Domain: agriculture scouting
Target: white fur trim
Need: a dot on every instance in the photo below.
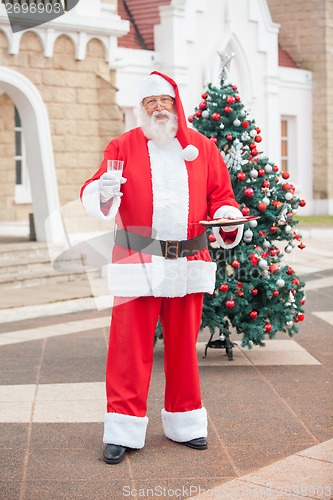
(91, 202)
(155, 85)
(171, 278)
(190, 153)
(125, 430)
(184, 426)
(225, 212)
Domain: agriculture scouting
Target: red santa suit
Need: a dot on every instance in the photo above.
(164, 198)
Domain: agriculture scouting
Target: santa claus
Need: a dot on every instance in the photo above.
(173, 177)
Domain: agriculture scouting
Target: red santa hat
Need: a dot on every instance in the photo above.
(158, 84)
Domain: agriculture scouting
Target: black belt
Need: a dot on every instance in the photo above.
(169, 249)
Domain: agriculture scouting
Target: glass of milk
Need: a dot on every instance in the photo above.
(115, 166)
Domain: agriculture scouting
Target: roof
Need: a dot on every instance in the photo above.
(143, 15)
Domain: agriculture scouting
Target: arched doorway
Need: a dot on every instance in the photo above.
(39, 151)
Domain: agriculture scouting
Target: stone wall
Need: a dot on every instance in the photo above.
(307, 34)
(80, 100)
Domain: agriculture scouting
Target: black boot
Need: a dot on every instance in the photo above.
(197, 444)
(114, 453)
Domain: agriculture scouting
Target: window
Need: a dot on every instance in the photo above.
(22, 191)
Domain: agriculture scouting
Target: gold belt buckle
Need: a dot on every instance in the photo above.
(171, 249)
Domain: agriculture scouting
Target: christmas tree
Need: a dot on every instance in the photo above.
(255, 292)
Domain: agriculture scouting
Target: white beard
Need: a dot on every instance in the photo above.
(159, 132)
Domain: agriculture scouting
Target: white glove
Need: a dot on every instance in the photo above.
(232, 215)
(109, 186)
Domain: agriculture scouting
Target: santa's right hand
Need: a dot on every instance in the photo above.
(109, 186)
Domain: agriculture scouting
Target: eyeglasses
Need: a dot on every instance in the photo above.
(152, 102)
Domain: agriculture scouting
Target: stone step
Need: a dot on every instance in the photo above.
(22, 281)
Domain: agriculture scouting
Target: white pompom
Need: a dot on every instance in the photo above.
(190, 153)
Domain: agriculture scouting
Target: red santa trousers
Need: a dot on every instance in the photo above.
(130, 360)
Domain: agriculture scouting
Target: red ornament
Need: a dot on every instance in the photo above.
(248, 192)
(230, 99)
(230, 303)
(261, 206)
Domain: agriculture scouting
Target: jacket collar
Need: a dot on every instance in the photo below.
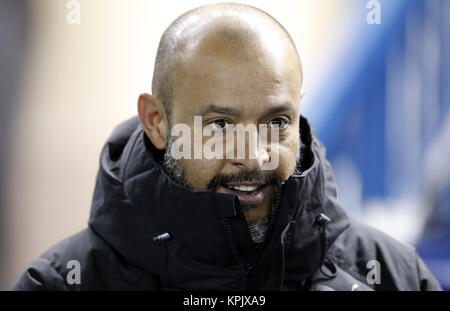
(134, 200)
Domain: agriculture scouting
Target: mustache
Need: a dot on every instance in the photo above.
(255, 176)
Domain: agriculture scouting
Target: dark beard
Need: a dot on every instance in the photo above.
(259, 231)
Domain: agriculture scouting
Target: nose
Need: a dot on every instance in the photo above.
(255, 156)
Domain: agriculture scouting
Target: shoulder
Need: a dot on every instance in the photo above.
(82, 261)
(362, 249)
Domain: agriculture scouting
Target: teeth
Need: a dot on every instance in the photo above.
(244, 188)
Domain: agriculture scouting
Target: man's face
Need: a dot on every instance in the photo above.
(223, 90)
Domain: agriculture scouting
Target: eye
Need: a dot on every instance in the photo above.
(219, 124)
(281, 123)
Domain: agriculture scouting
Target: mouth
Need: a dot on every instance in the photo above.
(248, 193)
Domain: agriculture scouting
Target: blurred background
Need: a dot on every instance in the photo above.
(377, 94)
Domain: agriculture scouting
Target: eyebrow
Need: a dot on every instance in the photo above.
(285, 107)
(221, 110)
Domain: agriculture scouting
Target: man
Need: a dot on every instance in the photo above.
(268, 220)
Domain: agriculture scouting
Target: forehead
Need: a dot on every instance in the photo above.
(252, 82)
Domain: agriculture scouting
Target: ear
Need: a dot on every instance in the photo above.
(153, 120)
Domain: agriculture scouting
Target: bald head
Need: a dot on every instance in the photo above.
(229, 32)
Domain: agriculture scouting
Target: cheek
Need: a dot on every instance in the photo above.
(287, 156)
(199, 173)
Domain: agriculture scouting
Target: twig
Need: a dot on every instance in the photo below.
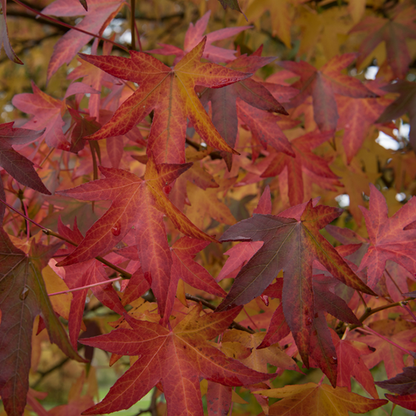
(51, 19)
(125, 274)
(208, 305)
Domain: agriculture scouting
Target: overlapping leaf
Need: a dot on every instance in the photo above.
(225, 101)
(394, 32)
(318, 400)
(195, 34)
(390, 240)
(97, 16)
(171, 94)
(23, 296)
(323, 84)
(13, 162)
(291, 243)
(177, 358)
(403, 383)
(305, 162)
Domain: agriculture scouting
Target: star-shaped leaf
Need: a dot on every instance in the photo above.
(13, 162)
(23, 296)
(318, 400)
(394, 32)
(389, 238)
(170, 92)
(291, 243)
(177, 358)
(323, 84)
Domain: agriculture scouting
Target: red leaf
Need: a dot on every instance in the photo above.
(13, 162)
(388, 236)
(175, 357)
(300, 237)
(394, 33)
(95, 20)
(323, 84)
(171, 94)
(23, 296)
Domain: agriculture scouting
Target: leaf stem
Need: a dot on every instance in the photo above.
(367, 329)
(369, 311)
(86, 287)
(47, 231)
(208, 305)
(51, 19)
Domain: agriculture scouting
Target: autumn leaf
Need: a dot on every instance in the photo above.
(4, 35)
(357, 115)
(176, 358)
(318, 400)
(323, 84)
(225, 101)
(402, 384)
(23, 296)
(80, 275)
(195, 35)
(295, 231)
(171, 94)
(258, 359)
(48, 112)
(394, 32)
(401, 335)
(304, 162)
(13, 162)
(139, 203)
(96, 18)
(388, 237)
(350, 364)
(184, 267)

Written problem
Set down all the data again exactly as above, pictures excluded.

Correct result
Domain: agriculture scouting
Target: white fur trim
Need: a dot on every instance in the photo below.
(91, 202)
(155, 85)
(171, 278)
(190, 153)
(125, 430)
(184, 426)
(225, 212)
Domain: agriculture scouting
Target: red santa suit
Need: a dot on every instance in the photo above.
(164, 198)
Domain: agriculture scouting
Target: santa claus
Need: a dot on every instance in the photo above.
(173, 177)
Domain: agriculture scouting
Target: red santa hat
Need: a dot on every instance in the photo above.
(158, 84)
Domain: agriculture scouting
Target: black belt
Need: a dot on every instance in the photo above.
(169, 249)
Domain: agriculture scouting
Target: glass of milk
Need: a dot on every instance in the photo above.
(115, 166)
Domain: agriculture scouting
Target: roof
Need: a dot on every instance in the photo above.
(143, 15)
Domain: agriculture scouting
Target: arched doorway
Need: a dot on every instance in the photo above.
(39, 151)
Domain: agriculture scouting
Target: stone wall
Need: a dot on every instance in the photo above.
(307, 34)
(80, 100)
Domain: agriculture scouting
Target: black boot
Need: a dot on every instance in the photo above.
(197, 444)
(114, 453)
Domain: agriculture scouting
Target: window
Need: a dot on every instance in the photo above.
(22, 191)
Domain: agriculture scouting
Target: gold belt buckle
Need: a dot on every instance in the photo above.
(171, 249)
Domain: agriculture scouting
Target: christmas tree
Need: a dot on every instance in the photo above.
(255, 292)
Domain: agriculture scouting
Target: white beard
Need: a dot on every instance in the photo above.
(159, 132)
Domain: agriculture scouting
Target: white glove
Need: a dot on every instance in the photo above.
(232, 215)
(109, 186)
Domain: agriculture scouting
Target: santa's right hand
Need: a dot on every instance in the photo above.
(109, 186)
Domain: agriculture scouting
Target: eyeglasses
Need: a dot on every instance in the photo above.
(152, 102)
Domain: agriculture scouting
Target: stone step
Need: a dot on every instance in the photo above.
(22, 281)
Domain: agriculture scouting
Target: white pompom
Need: a dot on every instance in the photo above.
(190, 153)
Domain: agriculture scouting
Target: red santa trousers
Need: a dot on every instance in the photo above.
(130, 360)
Domain: agriculture scouting
Target: red ornament
Need: a dot on every instance in the photo above.
(248, 192)
(230, 99)
(230, 303)
(261, 206)
Domain: agriculture scouting
Target: jacket collar
Need: a dot on every instance in the photo below.
(134, 200)
Domain: agriculture scouting
Target: mustache
Need: a dot on every instance in the photo above.
(255, 176)
Domain: agriculture scouting
Target: dark beard
Need: a dot on every instance in the photo above.
(259, 231)
Domain: agriculture scouting
Target: nose
Need: a dot on every instance in the photo above.
(255, 156)
Domain: agriculture scouting
Target: shoulder
Need: a dot on every instance in the photo above.
(82, 261)
(362, 249)
Domain: agriculture scouting
Target: teeth
Need: a dot on every instance in the photo above.
(244, 188)
Domain: agriculture scouting
Target: man's face
Need: a dot on every instance in the photo above.
(223, 90)
Domain: agriculture scouting
Target: eye
Need: a dot on every instance in the photo above.
(219, 124)
(281, 123)
Domain: agriculture scouting
Target: mouth
Need: a dot on every instance in the photo above.
(248, 193)
Domain: agriculture scouting
Target: blurred background
Need: a dot on every instance in the photo above.
(377, 94)
Domain: agriculture scouting
Target: eyebrow
Need: a dot on every instance in the photo above.
(285, 107)
(221, 110)
Domain: agriculture scouting
Target: man
Need: a dot on every instance in the photo above.
(268, 220)
Domain: agriculture scouting
Target: forehead
Need: a dot on every instance in the photo above.
(252, 82)
Domain: agriculture scouting
Target: ear
Need: a dot on every instance in the photo above.
(153, 120)
Domain: agriculture scouting
Target: bald head
Need: a dot on every instance in the photo above.
(229, 32)
Domain: agriculture scouting
Target: cheek
Need: a dot on every instance in the photo above.
(287, 156)
(199, 173)
Domain: agriculture scouting
Target: twig
Need: a dot on every instance in the photo below.
(51, 19)
(125, 274)
(208, 305)
Domain: agriculture scouting
Target: overlapping leaf
Need: a dot on every instance in the photo above.
(225, 101)
(394, 32)
(318, 400)
(195, 34)
(390, 240)
(97, 16)
(171, 94)
(23, 296)
(323, 84)
(13, 162)
(291, 243)
(177, 358)
(403, 383)
(305, 162)
Domain: agriculture scouting
Target: star-shaped leaf
Need: a dot on every instance in the photo above.
(13, 162)
(23, 296)
(318, 400)
(394, 32)
(389, 238)
(170, 92)
(291, 243)
(177, 358)
(323, 84)
Domain: agriculture scouting
Target: red leaf
Need: a dot on every instance in the photo above.
(13, 162)
(388, 236)
(175, 357)
(300, 237)
(394, 33)
(95, 20)
(323, 84)
(171, 94)
(23, 296)
Domain: agriculture scouting
Target: leaf stem
Need: a dot on every instance in the photo above.
(367, 329)
(369, 311)
(86, 287)
(47, 231)
(208, 305)
(51, 19)
Domain: agriculture scouting
Target: autumn leaf
Need: a dot on every instance in the photo above.
(4, 35)
(357, 115)
(176, 358)
(318, 400)
(323, 84)
(225, 101)
(402, 384)
(23, 296)
(80, 275)
(195, 35)
(295, 231)
(171, 94)
(258, 359)
(48, 112)
(394, 32)
(401, 335)
(304, 162)
(13, 162)
(139, 203)
(96, 18)
(388, 237)
(350, 364)
(184, 267)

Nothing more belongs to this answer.